Author Topic: Association Rule Mining on Distributed Data  (Read 2676 times)

0 Members and 1 Guest are viewing this topic.

IJSER Content Writer

  • Sr. Member
  • ****
  • Posts: 327
  • Karma: +0/-1
    • View Profile
Association Rule Mining on Distributed Data
« on: February 18, 2012, 01:50:32 am »
Quote
Author : Pallavi Dubey
International Journal of Scientific & Engineering Research Volume 3, Issue 1, January-2012
ISSN 2229-5518
Download Full Paper : PDF

Abstract - Applications requiring large data processing, have two major problems, one a huge storage and its management and second processing time, as the amount of data increases. Distributed databases solve the first problem to a great extent but second problem increases. Since, current era is of networking and communication and people are interested in keeping large data on networks, therefore, researchers are proposing various algorithms to increase the throughput of output data over distributed databases. In my research, I am proposing a new algorithm to process large amount of data at the various servers and collecting the processed data on client machine as much as he/she is requiring. The data is kept in XML format, which allows processing it further, if needed.

The local copy of searched data is provided to the users if he/she requires it again, this allows making a proxy server where frequently searched items can be kept with the frequency of their access. This not only allows providing fast access to the data but will also provide to maintain list of frequently accessed data.

For accessing the data from the various servers, there are several methods such as mobile agents, direct networked access, client-server techniques Etc. I have used multithreaded environment to map various distributed servers to collect data. For processing of data at the server end, Apriori Algorithm has been applied to get the outputs, which are then sent to the client. At client data from various servers is collected and list of uncommon data is created which is then converted into XML data format. If the search is successful then user is allowed to store the search locally or at proxy server, this will reduce the future processing time of the same data search. In this paper an Optimized Distributed Association Rule mining algorithm for geographically distributed data is used in parallel and distributed environment so that it reduces communication costs. The response time is calculated in this environment using XML data.

Keywords - Association rules, Apriori algorithm, parallel and distributed data mining, Multiprocessing Environment, XML data, response time.

1.    INTRODUCTION
Association rule mining (ARM) has become one of the core data mining tasks and has attracted tremendous interest among data mining researchers. ARM is an undirected or unsupervised data mining technique which works on variable length data, and produces clear and understandable results. There are two dominant approaches for utilizing multiple Processors that have emerged; distributed memory in which each processor has a private memory; and shared memory in which all processors access common memory [5]. Shared memory architecture has many desirable properties. Each processor has direct and equal access to all memory in the system. Parallel programs are easy to implement On such a system. In distributed memory architecture each processor has its own local memory that can only be accessed directly by that processor [10]. For a processor to have access to data in the local memory of another processor a copy of the desired data element must be sent from one processor to the other through message passing. XML data are used with the Optimized Distributed Association Rule Mining Algorithm.
--------------------
### Exercise goal
Continue the post on association rule mining from its last sentence.

### Entries provided
--------------------
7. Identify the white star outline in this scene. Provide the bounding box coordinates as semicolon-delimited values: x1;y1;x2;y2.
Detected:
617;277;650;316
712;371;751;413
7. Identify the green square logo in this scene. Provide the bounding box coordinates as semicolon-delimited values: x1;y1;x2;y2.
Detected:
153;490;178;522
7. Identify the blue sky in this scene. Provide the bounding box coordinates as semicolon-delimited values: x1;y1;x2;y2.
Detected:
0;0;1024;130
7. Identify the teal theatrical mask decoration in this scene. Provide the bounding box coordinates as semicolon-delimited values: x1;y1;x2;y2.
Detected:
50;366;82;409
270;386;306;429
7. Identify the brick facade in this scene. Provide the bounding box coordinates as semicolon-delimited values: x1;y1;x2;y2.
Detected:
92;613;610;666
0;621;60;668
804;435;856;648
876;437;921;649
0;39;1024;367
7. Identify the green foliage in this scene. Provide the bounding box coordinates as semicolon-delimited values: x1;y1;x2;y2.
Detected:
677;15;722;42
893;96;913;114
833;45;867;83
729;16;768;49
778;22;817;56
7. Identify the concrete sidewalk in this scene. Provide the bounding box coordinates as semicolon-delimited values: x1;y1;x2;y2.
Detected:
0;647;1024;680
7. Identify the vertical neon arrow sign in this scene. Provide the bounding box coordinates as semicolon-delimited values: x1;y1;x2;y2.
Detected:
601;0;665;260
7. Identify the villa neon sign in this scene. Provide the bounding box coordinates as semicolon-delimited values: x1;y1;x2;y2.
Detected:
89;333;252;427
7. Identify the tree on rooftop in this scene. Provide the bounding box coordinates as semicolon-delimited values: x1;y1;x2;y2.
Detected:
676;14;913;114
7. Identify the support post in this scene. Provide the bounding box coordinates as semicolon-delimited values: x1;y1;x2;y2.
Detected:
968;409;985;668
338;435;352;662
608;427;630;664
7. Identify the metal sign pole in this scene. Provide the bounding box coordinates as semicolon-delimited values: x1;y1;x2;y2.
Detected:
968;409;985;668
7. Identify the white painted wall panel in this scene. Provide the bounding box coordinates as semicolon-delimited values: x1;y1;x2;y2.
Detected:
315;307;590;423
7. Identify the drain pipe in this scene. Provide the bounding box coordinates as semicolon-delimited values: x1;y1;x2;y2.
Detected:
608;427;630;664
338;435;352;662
--------------------
### Reply to the task
A Parallel application could be divided into number of tasks and executed concurrently on different processors in the system [9]. However the performance of a parallel application on a distributed system is mainly dependent on the allocation of the tasks comprising the application onto the available processors in the system.In different kinds of information databases, such as scientific data, medical data, financial data, and marketing transaction  data; analysis and finding critical hidden information has been a focused area for researchers of data mining. How to effectively  analyze and apply these data and find the critical hidden information from these databases, data mining technique has been the most widely discussed and frequently applied tool from recent decades. Although the data mining has been successfully  applied in the areas of scientific analysis, business application, and medical research and its computational efficiency and accuracy are also improving, still manual works are required to complete the process of extraction. Association rule mining model among data mining several models, including Association rules, clustering and classification models, is the most widely applied method. The Apriori algorithm is the most representative algorithm for association rule mining. It consists of many modified algorithms that focus on improving its efficiency and accuracy. For the purpose of simulation, I have employed the database of Industries to assess the proposed algorithm.The rest of this study is organized as follows. Section 2 briefly presents the general background, while the proposed method is explained in Section 3. Sections 4 and 5 illustrate the computational results of the Industry database. The concluding remarks are finally made in Section 6.

2. LITERATURE REVIEW
Association Rule Mining: In data mining, association rule Learning is a popular and well researched method for discovering interesting relations between variables in large databases. It analyzes and present strong rules discovered in databases using different measures of interestingness. Based on the concept of Strong, rules, Agrawal et al., introduced association rules for discovering regularities between products in large scale transaction data recorded by point-of-sale (POS) systems in supermarkets.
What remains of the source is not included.